======== EXCERPTED DATA

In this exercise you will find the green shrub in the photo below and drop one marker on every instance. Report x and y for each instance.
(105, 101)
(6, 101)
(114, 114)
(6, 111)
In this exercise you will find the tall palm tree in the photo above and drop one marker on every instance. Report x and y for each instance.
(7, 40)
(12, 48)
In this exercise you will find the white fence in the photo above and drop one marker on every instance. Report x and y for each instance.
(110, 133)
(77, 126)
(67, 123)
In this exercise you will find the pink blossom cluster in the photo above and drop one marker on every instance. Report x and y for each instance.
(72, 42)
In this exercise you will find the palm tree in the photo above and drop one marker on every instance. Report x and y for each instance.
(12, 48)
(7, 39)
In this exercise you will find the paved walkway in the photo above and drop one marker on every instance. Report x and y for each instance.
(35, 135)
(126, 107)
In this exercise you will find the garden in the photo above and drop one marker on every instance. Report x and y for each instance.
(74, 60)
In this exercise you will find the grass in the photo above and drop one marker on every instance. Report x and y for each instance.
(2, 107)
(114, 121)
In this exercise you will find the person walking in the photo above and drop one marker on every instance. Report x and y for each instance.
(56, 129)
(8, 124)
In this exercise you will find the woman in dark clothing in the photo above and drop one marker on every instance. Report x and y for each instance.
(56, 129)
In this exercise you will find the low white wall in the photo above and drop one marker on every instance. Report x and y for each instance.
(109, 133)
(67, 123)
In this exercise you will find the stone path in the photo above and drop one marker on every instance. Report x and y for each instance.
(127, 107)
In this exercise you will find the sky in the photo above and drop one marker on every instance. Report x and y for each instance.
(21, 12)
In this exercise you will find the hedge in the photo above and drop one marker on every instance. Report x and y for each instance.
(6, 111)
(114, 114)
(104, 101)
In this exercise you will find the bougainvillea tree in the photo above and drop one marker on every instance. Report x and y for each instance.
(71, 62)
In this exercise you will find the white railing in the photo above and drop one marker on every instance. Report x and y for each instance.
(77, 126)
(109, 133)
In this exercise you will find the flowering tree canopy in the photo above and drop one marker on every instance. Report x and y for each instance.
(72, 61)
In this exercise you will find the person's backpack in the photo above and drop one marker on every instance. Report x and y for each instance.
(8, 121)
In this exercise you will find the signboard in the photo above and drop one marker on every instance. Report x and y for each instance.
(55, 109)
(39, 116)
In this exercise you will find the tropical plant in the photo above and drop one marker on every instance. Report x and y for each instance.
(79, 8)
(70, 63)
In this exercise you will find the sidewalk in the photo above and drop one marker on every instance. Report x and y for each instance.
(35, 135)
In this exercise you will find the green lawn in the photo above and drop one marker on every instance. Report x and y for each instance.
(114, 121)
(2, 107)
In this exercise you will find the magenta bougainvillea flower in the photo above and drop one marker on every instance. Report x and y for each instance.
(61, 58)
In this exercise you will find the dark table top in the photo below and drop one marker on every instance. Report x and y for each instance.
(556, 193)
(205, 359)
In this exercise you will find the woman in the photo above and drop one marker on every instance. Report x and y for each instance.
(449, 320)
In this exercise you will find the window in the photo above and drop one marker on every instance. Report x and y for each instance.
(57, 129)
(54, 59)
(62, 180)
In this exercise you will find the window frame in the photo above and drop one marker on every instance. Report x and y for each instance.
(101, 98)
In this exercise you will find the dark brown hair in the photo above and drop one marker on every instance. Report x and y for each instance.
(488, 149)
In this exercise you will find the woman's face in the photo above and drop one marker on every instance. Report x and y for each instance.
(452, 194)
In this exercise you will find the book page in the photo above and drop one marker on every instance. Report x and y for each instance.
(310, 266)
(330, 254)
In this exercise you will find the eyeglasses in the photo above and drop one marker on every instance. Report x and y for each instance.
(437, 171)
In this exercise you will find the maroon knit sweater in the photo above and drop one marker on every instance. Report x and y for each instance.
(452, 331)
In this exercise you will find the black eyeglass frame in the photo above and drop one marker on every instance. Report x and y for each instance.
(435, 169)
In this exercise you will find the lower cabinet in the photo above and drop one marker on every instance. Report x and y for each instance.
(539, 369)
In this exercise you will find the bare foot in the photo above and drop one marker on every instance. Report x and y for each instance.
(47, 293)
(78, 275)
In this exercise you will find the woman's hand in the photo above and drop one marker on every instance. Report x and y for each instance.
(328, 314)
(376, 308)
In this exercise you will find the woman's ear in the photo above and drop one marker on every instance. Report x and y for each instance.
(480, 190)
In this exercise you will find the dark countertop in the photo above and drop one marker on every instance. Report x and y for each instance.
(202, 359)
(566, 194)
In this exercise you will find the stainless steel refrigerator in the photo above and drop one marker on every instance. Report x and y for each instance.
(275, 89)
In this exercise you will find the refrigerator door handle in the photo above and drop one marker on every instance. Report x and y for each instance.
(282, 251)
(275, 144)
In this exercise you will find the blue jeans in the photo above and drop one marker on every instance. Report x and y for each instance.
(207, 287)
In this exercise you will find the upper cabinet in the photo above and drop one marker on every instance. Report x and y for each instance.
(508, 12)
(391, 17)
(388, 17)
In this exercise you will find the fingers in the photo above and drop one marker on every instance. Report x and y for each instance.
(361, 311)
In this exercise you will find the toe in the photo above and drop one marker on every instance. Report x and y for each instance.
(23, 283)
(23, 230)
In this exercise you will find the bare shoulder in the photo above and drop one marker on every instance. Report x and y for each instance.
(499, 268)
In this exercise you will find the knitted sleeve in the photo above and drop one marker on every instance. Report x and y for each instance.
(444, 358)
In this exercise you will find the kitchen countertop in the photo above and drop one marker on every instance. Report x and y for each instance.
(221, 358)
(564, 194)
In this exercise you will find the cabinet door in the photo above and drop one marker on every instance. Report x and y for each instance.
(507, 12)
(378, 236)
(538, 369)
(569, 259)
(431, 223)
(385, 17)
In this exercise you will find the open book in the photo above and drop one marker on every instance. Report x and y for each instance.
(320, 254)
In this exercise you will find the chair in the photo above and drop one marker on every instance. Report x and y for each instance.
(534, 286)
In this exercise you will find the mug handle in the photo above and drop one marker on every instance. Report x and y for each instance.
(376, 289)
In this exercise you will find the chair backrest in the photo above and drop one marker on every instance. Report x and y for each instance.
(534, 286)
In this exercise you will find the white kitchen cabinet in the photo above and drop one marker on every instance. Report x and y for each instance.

================

WHAT YOU NEED TO DO:
Return the material exactly. Leave out no line.

WRITTEN ANSWER:
In this exercise you will find the green shrub in the photo below and drop one marker on every instance. Report x and y for each instance.
(105, 101)
(6, 101)
(114, 114)
(6, 111)
In this exercise you will find the tall palm tree in the photo above and drop one marker on every instance. Report x and y for each instance.
(7, 40)
(12, 48)
In this exercise you will find the white fence in the photo above and drop one marker on every instance. Report x and y for each instance.
(110, 133)
(77, 126)
(67, 123)
In this exercise you will find the pink blossom cluster in the photo above and drop one marker on every instance. Report x and y for each instance.
(72, 42)
In this exercise you will find the palm tree in the photo above and drop one marker on every instance. Report x and y for each instance.
(12, 48)
(7, 39)
In this exercise you will find the paved walkway in the photo above and drop one marker on every instance. Report x and y for each instance.
(35, 135)
(126, 107)
In this exercise you will find the garden in the photo above and drop one marker on every instance. Report x and y for each instance.
(74, 60)
In this exercise you will find the grass in the photo above and drop one marker on every instance. Report x and y for each instance.
(2, 107)
(114, 121)
In this exercise you will find the person walking in the photo above and drop one marker on every instance. Report x and y for each instance.
(56, 129)
(8, 124)
In this exercise you will find the woman in dark clothing in the photo above and drop one marker on every instance. Report x and y for each instance.
(56, 129)
In this exercise you will find the low white wall in the photo above and drop one marker on every instance. Report x and y for each instance.
(109, 133)
(67, 123)
In this exercise you will find the stone path in the photo above and drop one marker on every instance. Report x and y for each instance.
(127, 107)
In this exercise you will find the sky in the photo above and drop one marker on every instance. Report x and y for each instance.
(21, 12)
In this exercise you will find the hedge in the photo above and drop one marker on every instance. Report x and y for each instance.
(6, 111)
(114, 114)
(104, 101)
In this exercise you will find the bougainvillea tree in the photo above and drop one marker on every instance. Report x and y for each instance.
(71, 62)
In this exercise you will find the white railing in the photo above and drop one marker on every instance. Report x and y for each instance.
(77, 126)
(109, 133)
In this exercise you will find the flowering tree canopy in the photo above and drop one marker on every instance. Report x and y for each instance.
(72, 61)
In this exercise you will find the person's backpack in the photo above and drop one marker on every instance. Report x and y for each instance.
(8, 121)
In this exercise you will find the signboard in the photo above and drop one marker on every instance. Report x and y for each instance.
(55, 109)
(39, 116)
In this exercise you will find the tropical plant in the photo above and drop one marker on every instance. Report x and y for each instance.
(79, 8)
(70, 63)
In this exercise you will find the sidewalk in the photo above and drop one marker on every instance. Report x and y for each instance.
(35, 135)
In this exercise you will find the green lawn in the photo above and drop one marker on every instance. Report x and y for each instance.
(114, 121)
(2, 107)
In this exercise you will find the magenta bougainvillea flower in the photo above and drop one marker on every instance. Report x and y for each instance.
(61, 58)
In this exercise you will find the dark table top in the photo below and drop one marker on every instance. Report x and y for each instance.
(556, 193)
(205, 359)
In this exercise you will find the woman in the photo above and drop one marker on every instance. Report x and y for each instance.
(449, 320)
In this exercise you will find the window in the photo above and drop one marker on every instance. Report x and y for each instance.
(57, 129)
(54, 59)
(62, 180)
In this exercise you will find the window frame in the photo above and drop one marker on every instance. Report x and y for each instance.
(101, 98)
In this exercise you will find the dark brown hair in the photo above and drop one marker on every instance. Report x and y for each instance.
(488, 149)
In this exercise you will find the woman's face in the photo above and drop one marker on every instance. Report x and y for each instance.
(452, 194)
In this exercise you will find the book page in the photo above and drop one marker on every instance. Report x and y for each instance.
(310, 266)
(330, 254)
In this exercise you will find the eyeglasses in the photo above and drop one marker on every instance. Report x and y for each instance.
(437, 171)
In this exercise you will find the maroon knit sweater in the photo above and drop one marker on every instance. Report x and y for each instance.
(452, 331)
In this exercise you will find the black eyeglass frame in the photo above and drop one marker on every instance. Report x and y for each instance.
(435, 169)
In this exercise you will find the lower cabinet in the photo above and drop one marker on every instance. Report x and y for each instance.
(539, 369)
In this exercise you will find the bare foot in the photo above and drop one marker on every instance. Report x and y for each instance.
(47, 293)
(78, 275)
In this exercise you will find the woman's hand in the photo above and drop one marker on every instance. Report x and y for each instance.
(328, 314)
(376, 308)
In this exercise you will find the woman's ear in the photo above and drop one marker on every instance. Report x and y for each instance.
(480, 190)
In this exercise you will find the dark countertop in the photo above and drop one marker on every instance. Report x and y for each instance.
(202, 359)
(566, 194)
In this exercise you will find the stainless steel refrigerator in the photo above and drop one marker on every instance. Report x and y for each instance.
(275, 89)
In this exercise you will find the refrigerator door handle in the photo above and drop one marker on every instance. Report x and y for each instance.
(282, 251)
(275, 144)
In this exercise you will find the blue jeans in the photo above and drop one marker on every instance. Report x and y for each instance.
(207, 287)
In this exercise you will find the upper cabinet in the photo above and drop one marker on every instance. Report x and y for each instance.
(508, 12)
(391, 17)
(388, 17)
In this exercise you will find the fingers in the photo above and drop one marker on every instance. Report x and y for each instance.
(361, 311)
In this exercise you will find the toe in the photo above and drop one marker on every instance. Report x and y for each instance.
(23, 283)
(23, 230)
In this exercise you will find the bare shoulder in the photo above and drop one marker on every instance. Report x and y for each instance.
(499, 268)
In this exercise you will find the knitted sleeve in the photo above and drop one marker on every instance. Report x and y for each instance.
(444, 358)
In this exercise you will find the kitchen countertop in the photo above and drop one marker on every instance. Report x and y for each instance.
(221, 358)
(564, 194)
In this exercise you will find the cabinet door in the photo above and drop one marker on every instance. Report x and y for each instance.
(507, 12)
(378, 236)
(538, 369)
(569, 259)
(431, 223)
(385, 17)
In this exercise you will find the open book in the photo above and drop one marker on every instance. Report x and y for each instance.
(320, 254)
In this exercise you will find the chair in the photo above and drop one marker on every instance. Report x and y for each instance.
(534, 286)
In this exercise you will find the mug handle in the photo above and drop one marker on every instance. Report x and y for each instance.
(376, 289)
In this exercise you will find the chair backrest in the photo above and drop one marker on every instance. Report x and y for each instance.
(534, 286)
In this exercise you will find the white kitchen cabinet in the photo above and drop one marker on every instance. Report x and y for each instance.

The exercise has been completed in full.